◆ ASSIGNED TASK 1
Answer these questions about the passage on bedbugs, one answer per line, marked (a) to (c) like the questions.
(a) What does the bump on the writer's leg turn out to be?
(b) Which habit has the writer pretty much given up, as an unexpected and positive side effect?
(c) In which city was the hotel where the writer had a brush with bedbugs?
◆ ASSIGNED TASK 2
Reproduce the passage on bedbugs word for word from "I've pretty much" to "matter of time.".

◆ PASSAGE TO READ
I am tormented. Every night I lie awake, feeling the sheets for them, popping the covers up fast to surprise them as they launch their attack. I reach down to scratch my leg. What's that bump? Oh man, it's a bug! Oh wait, it's a birthmark. But what's this I feel by my foot? Oh lord, it's a bug! Oh wait, it's a microbial speck of lint. Only, is it? No! Oh wait, yes.
I've pretty much ceased shopping (an unexpected and positive side effect) and I inspect the seams of seat cushions in taxis (this, on the other hand, is generally inadvisable). Just thinking about them gives me hives, which I become convinced are bites, which gives birth to new hives, and so on and so forth. This cannot go on.
Related: CBSNewYork's Guide To Living In America's Most Bed Bug-Infested City
Here's the thing: I don't actually have bedbugs. As far as I know, they are not now nor have ever been in my apartment. But they could be! I had a brush with them in a mistake of a hotel in Washington, D.C., and I managed to leave them there. But I feel like I just dodged a Nina-seeking missile. Did you ever see "Final Destination?" You can't cheat death—or bedbugs. It's only a matter of time.

◆ INFORMATION SHOWN
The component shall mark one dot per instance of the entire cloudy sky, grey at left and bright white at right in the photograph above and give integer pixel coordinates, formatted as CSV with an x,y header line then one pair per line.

◆ WRITTEN RESPONSE 1
(a) A birthmark.
(b) Shopping.
(c) Washington, D.C.

◆ WRITTEN RESPONSE 2
I've pretty much ceased shopping (an unexpected and positive side effect) and I inspect the seams of seat cushions in taxis (this, on the other hand, is generally inadvisable). Just thinking about them gives me hives, which I become convinced are bites, which gives birth to new hives, and so on and so forth. This cannot go on.
Related: CBSNewYork's Guide To Living In America's Most Bed Bug-Infested City
Here's the thing: I don't actually have bedbugs. As far as I know, they are not now nor have ever been in my apartment. But they could be! I had a brush with them in a mistake of a hotel in Washington, D.C., and I managed to leave them there. But I feel like I just dodged a Nina-seeking missile. Did you ever see "Final Destination?" You can't cheat death—or bedbugs. It's only a matter of time.